What is asked —
Return each line of the material that contains the string "treeline". Case counts.

Records supplied —
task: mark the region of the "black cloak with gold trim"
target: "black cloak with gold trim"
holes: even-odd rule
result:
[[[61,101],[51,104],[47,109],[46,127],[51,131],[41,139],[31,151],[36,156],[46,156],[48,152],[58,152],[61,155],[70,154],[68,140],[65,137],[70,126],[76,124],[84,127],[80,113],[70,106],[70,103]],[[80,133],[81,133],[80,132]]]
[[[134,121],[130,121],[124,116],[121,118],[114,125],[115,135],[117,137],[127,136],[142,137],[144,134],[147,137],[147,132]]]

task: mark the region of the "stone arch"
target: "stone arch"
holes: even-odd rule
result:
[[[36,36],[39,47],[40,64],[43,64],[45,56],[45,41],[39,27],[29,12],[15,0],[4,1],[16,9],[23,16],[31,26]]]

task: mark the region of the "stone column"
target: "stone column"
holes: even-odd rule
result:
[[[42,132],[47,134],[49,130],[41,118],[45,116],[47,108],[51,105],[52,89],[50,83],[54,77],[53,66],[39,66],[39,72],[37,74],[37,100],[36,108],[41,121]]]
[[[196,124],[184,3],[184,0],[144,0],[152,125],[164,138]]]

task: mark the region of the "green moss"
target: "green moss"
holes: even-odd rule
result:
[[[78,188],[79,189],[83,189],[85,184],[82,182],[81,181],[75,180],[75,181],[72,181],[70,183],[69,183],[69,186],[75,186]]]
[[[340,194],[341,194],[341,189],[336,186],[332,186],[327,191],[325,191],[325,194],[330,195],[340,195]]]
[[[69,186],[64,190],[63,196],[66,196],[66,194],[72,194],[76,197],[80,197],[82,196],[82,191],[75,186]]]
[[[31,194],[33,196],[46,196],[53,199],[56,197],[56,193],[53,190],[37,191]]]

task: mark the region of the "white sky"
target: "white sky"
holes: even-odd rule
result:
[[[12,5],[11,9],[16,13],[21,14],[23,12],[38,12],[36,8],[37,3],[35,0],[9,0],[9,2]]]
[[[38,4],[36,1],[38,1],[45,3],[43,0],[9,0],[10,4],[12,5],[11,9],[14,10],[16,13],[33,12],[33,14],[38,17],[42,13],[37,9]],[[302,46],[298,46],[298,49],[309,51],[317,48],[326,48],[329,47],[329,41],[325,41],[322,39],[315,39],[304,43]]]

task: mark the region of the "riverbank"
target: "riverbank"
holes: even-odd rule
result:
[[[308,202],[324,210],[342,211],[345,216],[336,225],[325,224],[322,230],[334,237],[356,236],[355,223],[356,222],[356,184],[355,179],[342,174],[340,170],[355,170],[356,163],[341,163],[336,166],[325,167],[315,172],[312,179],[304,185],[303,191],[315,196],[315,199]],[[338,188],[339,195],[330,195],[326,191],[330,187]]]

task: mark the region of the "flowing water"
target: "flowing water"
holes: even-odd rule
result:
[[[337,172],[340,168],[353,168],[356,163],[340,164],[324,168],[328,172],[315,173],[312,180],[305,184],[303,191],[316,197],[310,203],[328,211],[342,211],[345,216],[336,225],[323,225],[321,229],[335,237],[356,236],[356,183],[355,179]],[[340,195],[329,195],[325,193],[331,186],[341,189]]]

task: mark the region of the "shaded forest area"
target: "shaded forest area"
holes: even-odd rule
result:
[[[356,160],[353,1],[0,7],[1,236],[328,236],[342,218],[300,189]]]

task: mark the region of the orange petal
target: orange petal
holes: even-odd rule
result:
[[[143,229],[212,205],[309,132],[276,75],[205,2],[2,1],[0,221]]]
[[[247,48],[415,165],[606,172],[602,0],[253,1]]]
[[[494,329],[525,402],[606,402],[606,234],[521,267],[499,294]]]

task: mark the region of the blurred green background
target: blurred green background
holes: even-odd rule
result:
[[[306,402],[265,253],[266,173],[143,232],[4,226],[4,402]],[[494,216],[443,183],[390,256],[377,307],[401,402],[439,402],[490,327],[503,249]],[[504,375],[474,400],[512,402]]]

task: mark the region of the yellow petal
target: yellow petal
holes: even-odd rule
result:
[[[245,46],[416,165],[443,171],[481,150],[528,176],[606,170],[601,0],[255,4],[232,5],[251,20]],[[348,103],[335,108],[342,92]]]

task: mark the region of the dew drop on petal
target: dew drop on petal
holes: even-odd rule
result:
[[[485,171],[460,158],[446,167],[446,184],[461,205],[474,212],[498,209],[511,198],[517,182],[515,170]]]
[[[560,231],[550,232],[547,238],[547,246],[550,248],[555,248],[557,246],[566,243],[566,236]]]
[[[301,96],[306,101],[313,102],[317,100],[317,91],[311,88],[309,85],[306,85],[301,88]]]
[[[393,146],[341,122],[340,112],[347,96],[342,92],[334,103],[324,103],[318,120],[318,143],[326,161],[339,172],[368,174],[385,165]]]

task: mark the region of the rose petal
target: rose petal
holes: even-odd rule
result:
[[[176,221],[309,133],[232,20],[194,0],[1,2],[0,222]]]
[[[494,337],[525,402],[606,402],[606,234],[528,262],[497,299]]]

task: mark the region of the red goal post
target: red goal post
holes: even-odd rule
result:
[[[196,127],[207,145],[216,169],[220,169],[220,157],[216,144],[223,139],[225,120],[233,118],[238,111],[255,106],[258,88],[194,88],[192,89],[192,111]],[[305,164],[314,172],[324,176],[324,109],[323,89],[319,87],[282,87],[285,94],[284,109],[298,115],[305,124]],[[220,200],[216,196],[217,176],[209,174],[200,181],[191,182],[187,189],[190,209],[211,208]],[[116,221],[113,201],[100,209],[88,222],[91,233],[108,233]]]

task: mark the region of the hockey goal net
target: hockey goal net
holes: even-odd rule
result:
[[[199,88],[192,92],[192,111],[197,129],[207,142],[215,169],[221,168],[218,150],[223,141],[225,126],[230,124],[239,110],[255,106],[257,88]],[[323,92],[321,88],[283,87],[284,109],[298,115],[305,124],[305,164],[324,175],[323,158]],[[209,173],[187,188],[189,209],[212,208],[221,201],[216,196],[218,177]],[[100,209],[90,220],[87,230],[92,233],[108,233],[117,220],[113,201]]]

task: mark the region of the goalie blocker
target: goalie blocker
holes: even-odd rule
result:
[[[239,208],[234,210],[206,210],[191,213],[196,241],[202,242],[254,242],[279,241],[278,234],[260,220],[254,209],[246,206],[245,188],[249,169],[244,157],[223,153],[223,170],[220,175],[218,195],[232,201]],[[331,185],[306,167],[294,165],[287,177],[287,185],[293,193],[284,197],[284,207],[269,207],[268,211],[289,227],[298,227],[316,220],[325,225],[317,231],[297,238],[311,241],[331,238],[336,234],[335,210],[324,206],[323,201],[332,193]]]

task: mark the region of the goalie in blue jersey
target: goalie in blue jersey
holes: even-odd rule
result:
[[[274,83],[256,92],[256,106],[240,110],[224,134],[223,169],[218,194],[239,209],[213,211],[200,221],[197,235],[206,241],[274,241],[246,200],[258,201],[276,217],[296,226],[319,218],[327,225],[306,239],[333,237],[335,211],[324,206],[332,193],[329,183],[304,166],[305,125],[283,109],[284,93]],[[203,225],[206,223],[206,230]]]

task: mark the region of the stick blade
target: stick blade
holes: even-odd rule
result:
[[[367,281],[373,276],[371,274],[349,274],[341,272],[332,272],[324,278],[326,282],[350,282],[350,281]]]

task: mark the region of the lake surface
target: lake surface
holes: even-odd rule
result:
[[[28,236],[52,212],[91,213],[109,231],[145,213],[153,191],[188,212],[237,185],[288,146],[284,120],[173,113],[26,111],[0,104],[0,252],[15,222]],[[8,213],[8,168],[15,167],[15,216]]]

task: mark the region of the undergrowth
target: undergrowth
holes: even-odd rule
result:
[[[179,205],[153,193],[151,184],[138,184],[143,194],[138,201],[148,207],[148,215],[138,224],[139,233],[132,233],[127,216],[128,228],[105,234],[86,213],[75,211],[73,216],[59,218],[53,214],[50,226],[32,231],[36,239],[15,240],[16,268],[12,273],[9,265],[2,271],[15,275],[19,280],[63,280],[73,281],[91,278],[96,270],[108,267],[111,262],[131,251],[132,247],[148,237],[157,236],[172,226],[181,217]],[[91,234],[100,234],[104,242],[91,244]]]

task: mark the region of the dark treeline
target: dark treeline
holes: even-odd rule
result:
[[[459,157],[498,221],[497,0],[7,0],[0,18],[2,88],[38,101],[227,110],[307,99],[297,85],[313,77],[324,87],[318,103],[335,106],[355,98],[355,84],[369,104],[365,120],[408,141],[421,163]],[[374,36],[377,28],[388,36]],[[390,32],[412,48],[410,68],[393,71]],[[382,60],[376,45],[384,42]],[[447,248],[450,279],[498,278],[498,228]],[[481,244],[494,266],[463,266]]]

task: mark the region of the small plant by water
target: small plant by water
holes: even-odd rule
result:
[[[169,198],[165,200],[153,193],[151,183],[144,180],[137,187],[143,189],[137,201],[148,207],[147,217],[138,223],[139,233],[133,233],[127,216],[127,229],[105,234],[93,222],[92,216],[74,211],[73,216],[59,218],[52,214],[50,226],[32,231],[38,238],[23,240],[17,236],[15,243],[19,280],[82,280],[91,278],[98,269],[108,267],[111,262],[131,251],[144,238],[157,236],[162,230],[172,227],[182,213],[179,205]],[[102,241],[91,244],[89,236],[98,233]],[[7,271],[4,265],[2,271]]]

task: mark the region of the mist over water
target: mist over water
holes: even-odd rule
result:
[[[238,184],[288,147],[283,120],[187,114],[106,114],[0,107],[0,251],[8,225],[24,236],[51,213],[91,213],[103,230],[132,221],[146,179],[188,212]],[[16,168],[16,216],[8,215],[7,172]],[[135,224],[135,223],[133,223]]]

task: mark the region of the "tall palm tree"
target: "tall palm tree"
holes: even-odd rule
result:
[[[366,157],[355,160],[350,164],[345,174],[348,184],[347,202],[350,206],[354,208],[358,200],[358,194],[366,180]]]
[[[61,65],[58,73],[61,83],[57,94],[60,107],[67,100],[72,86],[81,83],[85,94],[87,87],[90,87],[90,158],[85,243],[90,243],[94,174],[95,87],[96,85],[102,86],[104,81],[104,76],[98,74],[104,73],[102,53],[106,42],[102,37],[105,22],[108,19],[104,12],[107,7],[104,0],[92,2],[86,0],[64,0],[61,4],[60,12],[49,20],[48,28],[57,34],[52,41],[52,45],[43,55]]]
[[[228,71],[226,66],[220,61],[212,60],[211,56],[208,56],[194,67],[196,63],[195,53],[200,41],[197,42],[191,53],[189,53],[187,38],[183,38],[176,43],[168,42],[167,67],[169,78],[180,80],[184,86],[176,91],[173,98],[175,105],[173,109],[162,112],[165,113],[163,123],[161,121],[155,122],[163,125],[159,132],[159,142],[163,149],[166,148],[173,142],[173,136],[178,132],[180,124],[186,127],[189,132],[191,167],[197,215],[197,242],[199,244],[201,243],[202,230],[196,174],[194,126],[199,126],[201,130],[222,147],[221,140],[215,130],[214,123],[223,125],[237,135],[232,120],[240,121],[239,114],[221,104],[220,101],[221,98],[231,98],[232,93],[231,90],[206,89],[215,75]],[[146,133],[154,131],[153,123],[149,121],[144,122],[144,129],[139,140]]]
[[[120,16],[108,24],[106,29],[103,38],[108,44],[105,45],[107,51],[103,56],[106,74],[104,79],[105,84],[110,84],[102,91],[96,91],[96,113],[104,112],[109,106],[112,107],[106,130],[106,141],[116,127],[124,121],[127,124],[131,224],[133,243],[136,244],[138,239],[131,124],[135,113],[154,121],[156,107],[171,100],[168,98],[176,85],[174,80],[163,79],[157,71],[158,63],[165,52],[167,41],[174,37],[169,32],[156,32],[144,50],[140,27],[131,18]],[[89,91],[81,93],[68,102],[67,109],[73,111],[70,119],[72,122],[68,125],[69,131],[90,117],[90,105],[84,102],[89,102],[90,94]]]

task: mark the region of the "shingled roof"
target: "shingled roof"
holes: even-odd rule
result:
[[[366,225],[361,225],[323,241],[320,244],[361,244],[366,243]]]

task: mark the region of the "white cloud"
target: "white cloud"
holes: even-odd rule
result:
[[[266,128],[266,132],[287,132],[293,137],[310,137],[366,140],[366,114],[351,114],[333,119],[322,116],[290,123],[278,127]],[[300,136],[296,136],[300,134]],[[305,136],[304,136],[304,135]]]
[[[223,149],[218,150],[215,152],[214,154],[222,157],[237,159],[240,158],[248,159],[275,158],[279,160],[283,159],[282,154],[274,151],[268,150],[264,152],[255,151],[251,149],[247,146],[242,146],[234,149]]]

Result of this task —
task: mark the region of the dark treeline
target: dark treeline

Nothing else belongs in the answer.